EXERCISE DIRECTIONS: Duplicate the following records line for line, with no changes.

[Labeled-object pointing records]

***

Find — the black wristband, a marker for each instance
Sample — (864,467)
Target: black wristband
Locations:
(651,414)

***

IN RESPONSE:
Find — the black wristband, a marker for each instance
Sample — (864,467)
Target: black wristband
Locations:
(651,414)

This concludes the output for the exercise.